*EXTRAIT*
▬▬▬

Les termes même du discours politique sur l'accueil des population nouvelles ont permis de mettre en lumière la vulgarisation, à l'échelle locale, de thématiques sur les catégories de population que l'on peut largement retrouver dans le champ savant. Le discours hygiéniste, largement à l'origine des premiers constats sur la "crise urbaine", se retrouve aussi au détour de ces éléments discursifs. On connaît les descriptions des taudis urbains que la littérature savante a proposées dès les premières années du XIXe siècle, vulgarisées par Eugène Sue ou Zola. Roger-Henri Guerrand en a proposé l'analyse, montrant que ces élites diffusent une vision moralisante de la société 1496 . L'espace urbain, la promiscuité qu'il engendre, les taudis dans lesquels s'entassent des populations miséreuses, les odeurs nauséabondes et les baraques insalubres et putrides font partie de ce discours, qui suppose que la ville est par nature pathogène. Epidémies et contagion en sont les maîtres mots, et ce que les édiles doivent éviter par une gestion saine des lieux et des agents rendant possibles cette diffusion des miasmes. Les maladies ne sont pas seules visées : la diffusion des odeurs montre une sensibilité à l'odorat dont Alain Corbin a montré l'évolution 1497 .
Le discours hygiéniste est né du diagnostic de la crise urbaine. Ce sont les grandes épidémies, les taux de mortalité élevés, et tout particulièrement la mortalité infantile, qui ont été les premiers indicateurs de cette crise urbaine. Maladies et épidémies se propagent aisément dans des espaces non assainis ; tout naturellement, les égouts deviennent la focalisation du discours hygiéniste. (a) Mais si les égouts, soit par leur absence, soit par leur vétusté, peuvent être la cause de la diffusion des épidémies, l'usine devient rapidement le second facteur de risque morbide, empuantissant le bon air de la banlieue, déversant sur des espaces champêtres une pollution nauséabonde 1498 . (b). Ces deux discours ne s'opposent pas, même si l'un peu relever de la modernité, alors que le second est plus ambivalent ; très souvent, ils se juxtaposent dans les débats des conseils municipaux.

▬▬▬

*DONNÉES FOURNIES*
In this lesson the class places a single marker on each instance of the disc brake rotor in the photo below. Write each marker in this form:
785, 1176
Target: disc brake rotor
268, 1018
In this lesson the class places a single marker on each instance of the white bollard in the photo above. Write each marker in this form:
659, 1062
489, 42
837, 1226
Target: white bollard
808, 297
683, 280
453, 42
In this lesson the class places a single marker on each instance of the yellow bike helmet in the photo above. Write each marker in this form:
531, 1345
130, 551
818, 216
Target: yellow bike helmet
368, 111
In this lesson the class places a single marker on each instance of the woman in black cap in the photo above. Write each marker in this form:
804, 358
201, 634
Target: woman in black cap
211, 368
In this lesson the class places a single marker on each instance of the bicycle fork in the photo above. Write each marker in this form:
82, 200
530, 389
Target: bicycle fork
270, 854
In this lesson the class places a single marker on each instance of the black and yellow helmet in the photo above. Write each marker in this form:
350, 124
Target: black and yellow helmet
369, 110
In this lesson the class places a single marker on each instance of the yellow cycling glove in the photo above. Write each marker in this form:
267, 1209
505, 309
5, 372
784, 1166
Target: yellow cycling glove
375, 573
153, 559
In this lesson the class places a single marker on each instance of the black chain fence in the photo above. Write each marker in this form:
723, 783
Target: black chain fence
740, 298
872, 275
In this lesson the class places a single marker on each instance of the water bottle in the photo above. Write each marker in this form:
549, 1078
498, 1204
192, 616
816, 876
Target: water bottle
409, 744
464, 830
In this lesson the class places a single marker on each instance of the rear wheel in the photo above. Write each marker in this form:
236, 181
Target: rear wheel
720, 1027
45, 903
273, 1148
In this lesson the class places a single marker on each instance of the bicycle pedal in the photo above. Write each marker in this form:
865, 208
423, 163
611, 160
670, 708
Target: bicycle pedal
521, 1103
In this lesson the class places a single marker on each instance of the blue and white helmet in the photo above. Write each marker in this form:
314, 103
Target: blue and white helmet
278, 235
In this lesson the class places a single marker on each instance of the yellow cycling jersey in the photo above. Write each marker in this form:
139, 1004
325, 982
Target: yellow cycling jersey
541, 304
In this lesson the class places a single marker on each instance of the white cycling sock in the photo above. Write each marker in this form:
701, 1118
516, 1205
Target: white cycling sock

▬▬▬

*CONSIGNES*
A – Relevez tous les auteurs nommés dans l'extrait.
B – Les affirmations suivantes sont-elles conformes à l'extrait ? Répondez par oui ou non et citez les mots du texte qui tranchent.
(i) Le discours hygiéniste trouve son origine dans le diagnostic de la crise urbaine.
(ii) Le discours sur les égouts et celui sur l'usine s'opposent.
(iii) La mortalité infantile compte parmi les premiers indicateurs de la crise urbaine.
C – Recopiez le passage de l'extrait qui va de « Le discours hygiéniste est » à « des conseils municipaux. ».

*CORRIGÉ*
A – Eugène Sue, Zola, Roger-Henri Guerrand, Alain Corbin

B –
(i) Oui : « Le discours hygiéniste est né du diagnostic de la crise urbaine. »
(ii) Non : « Ces deux discours ne s'opposent pas »
(iii) Oui : « et tout particulièrement la mortalité infantile, qui ont été les premiers indicateurs de cette crise urbaine »

C –
Le discours hygiéniste est né du diagnostic de la crise urbaine. Ce sont les grandes épidémies, les taux de mortalité élevés, et tout particulièrement la mortalité infantile, qui ont été les premiers indicateurs de cette crise urbaine. Maladies et épidémies se propagent aisément dans des espaces non assainis ; tout naturellement, les égouts deviennent la focalisation du discours hygiéniste. (a) Mais si les égouts, soit par leur absence, soit par leur vétusté, peuvent être la cause de la diffusion des épidémies, l'usine devient rapidement le second facteur de risque morbide, empuantissant le bon air de la banlieue, déversant sur des espaces champêtres une pollution nauséabonde 1498 . (b). Ces deux discours ne s'opposent pas, même si l'un peu relever de la modernité, alors que le second est plus ambivalent ; très souvent, ils se juxtaposent dans les débats des conseils municipaux.